Segment Start: Records for this exercise

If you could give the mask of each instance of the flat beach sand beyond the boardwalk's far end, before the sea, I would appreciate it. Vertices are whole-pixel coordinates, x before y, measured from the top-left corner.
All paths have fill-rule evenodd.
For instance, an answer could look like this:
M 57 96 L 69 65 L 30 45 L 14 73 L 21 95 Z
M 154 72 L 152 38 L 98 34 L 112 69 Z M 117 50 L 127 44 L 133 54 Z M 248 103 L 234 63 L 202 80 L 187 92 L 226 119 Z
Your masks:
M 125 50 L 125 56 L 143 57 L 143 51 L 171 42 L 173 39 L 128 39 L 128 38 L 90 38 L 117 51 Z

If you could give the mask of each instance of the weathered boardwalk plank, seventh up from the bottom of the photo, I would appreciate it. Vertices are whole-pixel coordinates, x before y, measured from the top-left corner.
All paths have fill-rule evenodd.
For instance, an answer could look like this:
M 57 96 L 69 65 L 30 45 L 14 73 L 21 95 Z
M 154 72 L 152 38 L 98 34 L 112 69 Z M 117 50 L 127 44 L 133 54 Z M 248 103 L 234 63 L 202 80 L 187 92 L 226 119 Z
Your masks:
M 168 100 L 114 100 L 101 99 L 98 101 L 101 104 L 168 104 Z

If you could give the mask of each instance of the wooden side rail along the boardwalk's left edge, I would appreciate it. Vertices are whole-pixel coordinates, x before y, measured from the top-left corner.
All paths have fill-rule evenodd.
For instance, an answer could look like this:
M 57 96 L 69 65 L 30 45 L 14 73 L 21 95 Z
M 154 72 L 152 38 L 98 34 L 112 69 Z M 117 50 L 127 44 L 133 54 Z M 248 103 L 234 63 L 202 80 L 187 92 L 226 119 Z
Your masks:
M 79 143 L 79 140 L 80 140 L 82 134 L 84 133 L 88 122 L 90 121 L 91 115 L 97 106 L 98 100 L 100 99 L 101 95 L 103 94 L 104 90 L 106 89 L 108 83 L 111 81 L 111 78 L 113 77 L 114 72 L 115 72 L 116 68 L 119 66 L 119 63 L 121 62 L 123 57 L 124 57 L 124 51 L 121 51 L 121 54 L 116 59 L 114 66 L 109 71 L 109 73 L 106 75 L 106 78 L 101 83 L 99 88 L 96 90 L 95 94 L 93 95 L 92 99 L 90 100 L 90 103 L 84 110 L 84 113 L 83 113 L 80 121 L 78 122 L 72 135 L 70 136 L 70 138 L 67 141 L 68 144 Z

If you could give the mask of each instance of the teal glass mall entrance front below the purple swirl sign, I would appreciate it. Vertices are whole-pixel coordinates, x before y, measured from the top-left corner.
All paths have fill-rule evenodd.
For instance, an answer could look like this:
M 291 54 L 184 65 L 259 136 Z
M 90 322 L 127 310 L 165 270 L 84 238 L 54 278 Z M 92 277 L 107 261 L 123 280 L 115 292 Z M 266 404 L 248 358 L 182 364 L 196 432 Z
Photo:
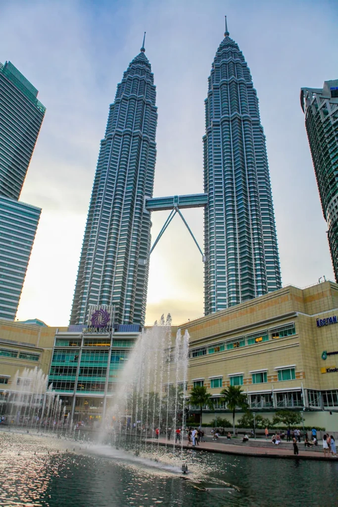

Segment End: Records for this exercise

Copy every line in the entries above that has the string "whole" in it.

If you could give the mask of each instance of the flat beach sand beyond the boardwalk's far end, before the sea, I would appreciate it. Vertices are whole-pixel coordinates, x before y, measured from the top-left corner.
If you could give the mask of each instance of the weathered boardwalk plank, seventh up from the bottom of the photo, I would appreciate it. Vertices are whole-pixel coordinates, x before y, measured from the top-left corner.
If you could give the mask of each instance of the wooden side rail along the boardwalk's left edge, I would appreciate it. Vertices are whole-pixel coordinates, x before y, measured from the top-left corner.
If you could give the mask of each instance of the teal glass mall entrance front below the purple swirl sign, I would appreciate it. Vertices are whole-pixel coordinates, x before y, measured from the top-left corner.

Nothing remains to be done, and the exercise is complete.